• _Given instruction_: Return each line of the records with nothing changed, pictures excepted.

• _Input rows_:
>> start
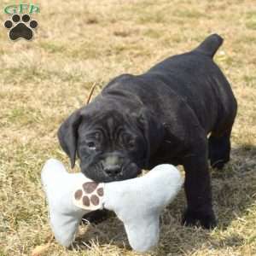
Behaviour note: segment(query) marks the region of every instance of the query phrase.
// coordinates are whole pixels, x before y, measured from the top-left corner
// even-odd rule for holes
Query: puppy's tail
[[[195,51],[201,52],[209,57],[213,57],[224,39],[218,34],[212,34],[207,37]]]

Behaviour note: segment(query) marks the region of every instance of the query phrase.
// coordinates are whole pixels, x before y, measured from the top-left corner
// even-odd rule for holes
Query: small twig
[[[89,94],[89,96],[88,96],[88,98],[87,98],[86,105],[88,105],[88,104],[90,103],[91,96],[92,96],[92,94],[93,94],[93,91],[94,91],[96,86],[96,84],[94,83],[94,84],[92,84],[91,88],[90,88],[90,94]]]

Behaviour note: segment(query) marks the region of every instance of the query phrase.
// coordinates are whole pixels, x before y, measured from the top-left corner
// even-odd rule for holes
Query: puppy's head
[[[76,156],[84,175],[96,182],[136,177],[146,167],[160,139],[157,121],[146,111],[117,109],[74,112],[61,125],[58,137],[74,166]]]

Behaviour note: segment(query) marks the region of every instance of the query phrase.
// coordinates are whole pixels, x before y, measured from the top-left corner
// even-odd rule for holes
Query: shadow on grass
[[[148,255],[189,255],[197,250],[219,250],[244,245],[247,241],[242,224],[236,230],[236,223],[246,218],[255,203],[255,146],[242,145],[232,149],[231,160],[223,170],[212,170],[214,210],[218,218],[214,230],[181,225],[185,207],[182,191],[164,211],[158,248]],[[97,225],[88,225],[77,238],[76,244],[81,249],[93,247],[93,244],[110,244],[122,250],[131,250],[123,224],[114,217]]]

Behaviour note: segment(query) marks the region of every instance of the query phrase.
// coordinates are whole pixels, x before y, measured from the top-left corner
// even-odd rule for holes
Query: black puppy
[[[60,143],[72,166],[78,155],[87,177],[111,182],[159,164],[183,165],[183,223],[215,226],[207,160],[218,168],[229,161],[236,113],[230,85],[212,61],[222,42],[211,35],[143,74],[112,80],[60,127]]]

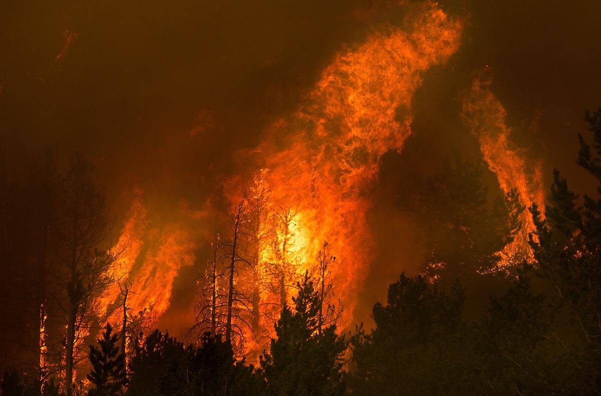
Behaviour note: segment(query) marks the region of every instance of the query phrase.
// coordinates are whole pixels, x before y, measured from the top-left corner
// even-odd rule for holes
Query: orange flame
[[[511,131],[505,123],[507,111],[490,90],[491,80],[483,77],[474,80],[471,90],[463,103],[463,116],[472,134],[478,139],[484,161],[507,193],[517,189],[520,203],[526,209],[522,215],[522,229],[515,240],[501,253],[501,266],[517,259],[531,259],[528,235],[535,230],[528,211],[535,203],[544,209],[542,171],[540,163],[531,163],[523,150],[514,145]]]
[[[129,309],[133,313],[148,313],[156,321],[170,306],[173,282],[179,270],[192,265],[195,259],[197,235],[192,227],[182,221],[151,228],[141,195],[138,191],[112,249],[120,257],[113,268],[114,278],[119,282],[99,302],[113,323],[123,320],[122,309],[117,306],[122,299],[120,285],[126,282],[130,284],[127,300]]]
[[[350,324],[372,240],[365,196],[380,156],[411,134],[411,99],[423,73],[457,49],[462,26],[436,4],[340,54],[300,111],[275,123],[259,147],[274,202],[296,216],[305,265],[328,241],[338,256],[334,290]],[[282,147],[284,146],[284,148]],[[302,237],[300,237],[302,235]]]

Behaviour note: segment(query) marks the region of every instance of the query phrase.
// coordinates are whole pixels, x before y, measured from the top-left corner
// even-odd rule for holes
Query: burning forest
[[[2,394],[598,393],[585,2],[2,6]]]

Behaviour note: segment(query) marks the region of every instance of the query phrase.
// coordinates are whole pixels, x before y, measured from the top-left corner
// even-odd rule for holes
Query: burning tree
[[[59,186],[58,220],[51,230],[52,297],[66,329],[64,389],[69,396],[79,348],[100,313],[95,302],[114,282],[111,269],[117,259],[102,249],[110,227],[105,197],[94,185],[92,170],[81,155],[73,156]]]
[[[288,302],[288,289],[294,287],[300,259],[291,251],[294,246],[296,219],[290,208],[275,214],[274,235],[271,241],[270,258],[265,263],[265,286],[275,294],[281,310]]]
[[[242,207],[243,202],[238,205],[236,214],[232,220],[231,239],[224,243],[225,258],[228,262],[225,268],[227,276],[227,302],[225,315],[225,341],[231,343],[233,347],[242,351],[245,340],[244,328],[249,328],[243,313],[249,311],[249,299],[237,288],[239,267],[248,261],[240,253],[240,239],[243,236],[242,227]]]
[[[255,341],[260,344],[264,338],[261,323],[264,309],[262,301],[265,273],[265,252],[274,234],[273,202],[266,178],[266,169],[252,175],[249,183],[242,187],[243,206],[241,223],[244,238],[244,256],[248,266],[248,282],[244,286],[250,300],[250,322]]]
[[[212,259],[207,261],[204,273],[197,279],[201,286],[201,299],[194,303],[196,323],[188,331],[188,335],[194,336],[195,341],[200,340],[207,332],[213,335],[225,332],[228,288],[226,267],[218,265],[219,254],[223,249],[219,234],[212,244]]]
[[[336,258],[327,253],[328,243],[324,242],[322,250],[317,255],[317,264],[313,268],[313,273],[317,279],[317,293],[319,303],[319,311],[317,312],[317,333],[320,335],[323,329],[338,324],[342,315],[342,306],[338,300],[338,308],[332,303],[334,292],[332,290],[332,266],[336,261]]]

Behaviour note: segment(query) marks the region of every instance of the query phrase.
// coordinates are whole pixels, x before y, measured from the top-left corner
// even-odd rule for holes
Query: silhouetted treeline
[[[520,206],[514,193],[487,206],[477,167],[468,163],[430,180],[419,205],[433,211],[422,273],[390,285],[373,307],[373,329],[341,335],[335,321],[322,326],[319,281],[306,274],[256,365],[236,359],[219,332],[185,345],[157,330],[135,345],[126,369],[107,326],[90,348],[90,394],[601,392],[601,109],[586,119],[592,137],[580,137],[577,162],[600,196],[581,198],[555,171],[543,214]],[[531,251],[499,270],[508,259],[498,252],[526,210],[535,226]],[[39,394],[35,380],[9,371],[2,389]],[[53,382],[44,389],[58,394]]]

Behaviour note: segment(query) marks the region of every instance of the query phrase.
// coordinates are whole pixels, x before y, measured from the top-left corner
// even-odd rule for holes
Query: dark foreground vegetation
[[[601,194],[601,110],[587,120],[592,143],[581,137],[577,161]],[[444,227],[432,228],[423,274],[401,274],[385,303],[373,307],[373,330],[340,335],[335,323],[322,327],[323,299],[307,275],[258,364],[236,359],[221,334],[206,333],[193,346],[157,330],[135,345],[126,370],[107,326],[90,347],[89,394],[601,393],[601,199],[580,198],[556,171],[544,215],[511,194],[487,210],[471,169],[452,170],[453,182],[463,181],[454,187],[448,178],[430,183],[433,200],[421,207],[442,208],[435,201],[444,199],[452,210]],[[524,210],[536,227],[531,255],[498,270],[495,253]],[[4,394],[40,394],[40,384],[22,373],[4,374]],[[59,394],[53,380],[43,389]]]

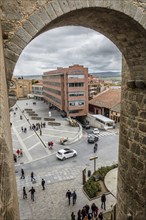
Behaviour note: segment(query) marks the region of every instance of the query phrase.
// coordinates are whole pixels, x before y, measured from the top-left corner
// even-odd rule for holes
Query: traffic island
[[[89,200],[95,199],[101,196],[103,193],[110,193],[104,184],[104,178],[110,170],[117,167],[117,164],[101,167],[96,170],[92,175],[90,175],[91,173],[88,171],[89,178],[87,181],[85,181],[83,185],[83,191]]]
>> end
• _Task response_:
Behaviour note: segment(query) marks the region of every instance of the query phrase.
// coordinates are whole pixels, x before y, measured from the top-left corner
// even-odd rule for holes
Query: puppy's tail
[[[195,51],[201,52],[209,57],[213,57],[224,39],[218,34],[212,34],[207,37]]]

Behaviour note: segment(query) marks the region of every instance of the query phrase.
// coordinates are whole pixels, x before y, measured from the top-left corner
// even-odd rule for holes
Query: small twig
[[[89,94],[89,96],[88,96],[88,98],[87,98],[86,105],[88,105],[88,104],[90,103],[91,96],[92,96],[92,94],[93,94],[93,91],[94,91],[96,86],[96,84],[94,83],[94,84],[92,84],[91,88],[90,88],[90,94]]]

Behaviour note: segment(query) marks the region of every instance of the query phrase.
// coordinates are whole pixels, x before y, measured from the top-left corner
// even-odd rule for holes
Query: puppy's head
[[[76,156],[84,175],[96,182],[136,177],[146,167],[160,139],[157,121],[146,111],[117,109],[74,112],[61,125],[58,137],[74,166]]]

Behaviour note: segment(query) marks the region of every instance of the query phrase.
// coordinates are whole pixels, x before y, measured from the top-left corner
// even-odd rule for holes
Query: shadow on grass
[[[148,255],[189,255],[197,250],[219,250],[244,245],[247,241],[242,224],[236,230],[236,223],[246,218],[255,203],[255,146],[242,145],[232,149],[231,160],[223,170],[212,170],[214,210],[218,218],[214,230],[181,225],[185,207],[182,191],[164,211],[158,248]],[[97,225],[88,225],[77,238],[76,244],[81,249],[93,247],[93,244],[110,244],[122,250],[131,250],[123,224],[114,217]]]

Behaviour note: segment(query) marks the region of every instance of the query phrase.
// coordinates are whole pixels, x before y, measured from the top-left corner
// even-odd rule for holes
Query: black puppy
[[[60,143],[72,166],[78,155],[87,177],[111,182],[159,164],[183,165],[183,223],[215,226],[207,160],[218,168],[229,161],[236,113],[230,85],[212,61],[222,42],[211,35],[143,74],[112,80],[60,127]]]

Behaviour note: segment(query) marks the region of every instance of the query phrase.
// coordinates are whole pixels, x before y, measured from the top-left corner
// even-odd rule for holes
Query: orange flame
[[[511,131],[505,123],[507,111],[490,90],[491,80],[483,77],[474,80],[471,90],[463,103],[463,116],[472,134],[478,139],[484,161],[507,193],[517,189],[520,203],[526,209],[522,215],[522,229],[515,240],[501,253],[501,266],[517,259],[531,259],[528,235],[535,230],[528,211],[535,203],[544,209],[542,171],[540,163],[531,163],[523,150],[514,145]]]
[[[129,309],[133,313],[148,313],[156,321],[170,306],[173,282],[179,270],[192,265],[195,259],[197,235],[192,227],[182,221],[151,228],[141,195],[138,191],[112,249],[120,257],[113,268],[114,278],[119,282],[99,302],[113,323],[123,320],[122,309],[117,306],[122,299],[120,285],[126,282],[130,284],[127,300]]]
[[[350,324],[372,240],[365,196],[380,156],[411,134],[411,99],[423,73],[457,49],[462,26],[436,4],[340,54],[300,111],[275,123],[259,147],[274,202],[296,216],[305,265],[328,241],[338,256],[334,290]],[[282,147],[284,146],[284,148]],[[302,237],[300,237],[302,235]]]

Behaviour note: segment(query) marks the region of every instance of the query phrase.
// coordinates are whole pixels, x before y, measured from the top-left corner
// even-odd rule for holes
Query: burning forest
[[[2,394],[598,393],[585,2],[2,6]]]

Behaviour note: segment(query) marks the region of every instance of the query phrase.
// coordinates are whole pixels, x before y, measured from the top-left corner
// even-odd rule for holes
Query: burning tree
[[[59,186],[58,220],[51,230],[52,297],[66,329],[64,389],[69,396],[79,348],[100,313],[95,302],[114,282],[111,269],[117,259],[102,249],[110,227],[105,197],[94,185],[92,170],[81,155],[73,156]]]
[[[288,302],[288,289],[294,287],[300,259],[291,251],[294,246],[296,219],[290,208],[275,214],[274,235],[271,241],[270,258],[265,263],[265,286],[275,294],[281,310]]]
[[[242,207],[243,202],[238,205],[236,214],[232,220],[231,239],[224,243],[225,258],[228,262],[225,268],[227,276],[227,302],[225,315],[225,341],[231,343],[233,347],[242,351],[245,340],[244,328],[249,328],[243,313],[249,311],[249,299],[237,288],[239,267],[248,261],[240,253],[240,239],[243,236],[242,227]]]
[[[255,341],[260,344],[264,338],[261,323],[264,309],[262,301],[265,273],[265,252],[274,234],[273,202],[266,178],[266,169],[252,175],[249,183],[242,187],[243,206],[241,223],[244,238],[244,256],[248,266],[248,282],[244,286],[250,300],[250,322]]]
[[[212,259],[207,261],[204,273],[197,279],[201,286],[201,299],[194,303],[196,323],[188,331],[188,335],[194,336],[195,341],[200,340],[207,332],[213,335],[225,332],[228,288],[226,267],[218,265],[219,254],[223,249],[219,234],[212,244]]]
[[[336,258],[327,253],[328,243],[324,242],[322,250],[317,255],[317,264],[313,268],[313,273],[317,279],[317,293],[319,303],[319,311],[317,312],[317,333],[320,335],[323,329],[338,324],[342,315],[342,306],[338,300],[338,308],[332,303],[334,292],[332,290],[332,266],[336,261]]]

Behaviour note: segment(query) marks the region of every instance of the query phrase.
// coordinates are whole pixels, x before y, measured from the top-left corner
// even-odd rule for holes
Query: silhouetted treeline
[[[520,206],[514,193],[487,206],[477,167],[468,163],[430,180],[419,205],[433,211],[422,273],[390,285],[373,307],[373,329],[341,335],[335,321],[322,326],[319,281],[306,274],[256,365],[236,359],[219,332],[185,345],[157,330],[135,345],[126,369],[107,326],[90,348],[90,394],[601,392],[601,109],[586,119],[592,137],[580,137],[577,162],[600,196],[581,198],[555,171],[543,214]],[[531,251],[499,270],[508,259],[498,252],[526,210],[535,226]],[[39,394],[35,380],[9,371],[2,389]],[[53,382],[44,389],[58,394]]]

Behaviour note: segment(query) marks the region of every instance of the query phrase.
// coordinates are whole pixels, x before y, measured from the top-left corner
// even-odd rule for holes
Query: dark foreground vegetation
[[[601,194],[601,110],[587,120],[592,143],[581,137],[577,161]],[[444,227],[432,228],[423,274],[401,274],[385,303],[373,307],[373,330],[340,335],[335,323],[322,327],[323,299],[307,275],[258,364],[236,359],[221,334],[206,333],[193,346],[157,330],[135,345],[126,370],[107,326],[90,347],[89,394],[601,393],[601,199],[580,198],[556,171],[544,215],[511,194],[487,210],[471,169],[452,170],[453,182],[463,181],[454,187],[448,178],[430,183],[433,200],[421,207],[442,208],[435,201],[444,199],[452,210]],[[524,210],[536,227],[531,255],[498,270],[495,253]],[[4,394],[40,394],[40,384],[22,373],[4,374]],[[59,394],[53,380],[43,389]]]

Behaviour note: segment(query) marks the region of every instance of the query phrase.
// coordinates are whole pixels, x before y, measured from the top-left corner
// even-odd rule for holes
Query: traffic island
[[[89,200],[95,199],[101,196],[103,193],[110,193],[104,184],[104,178],[110,170],[117,167],[117,164],[101,167],[96,170],[92,175],[90,175],[91,173],[88,171],[89,178],[87,181],[85,181],[83,185],[83,191]]]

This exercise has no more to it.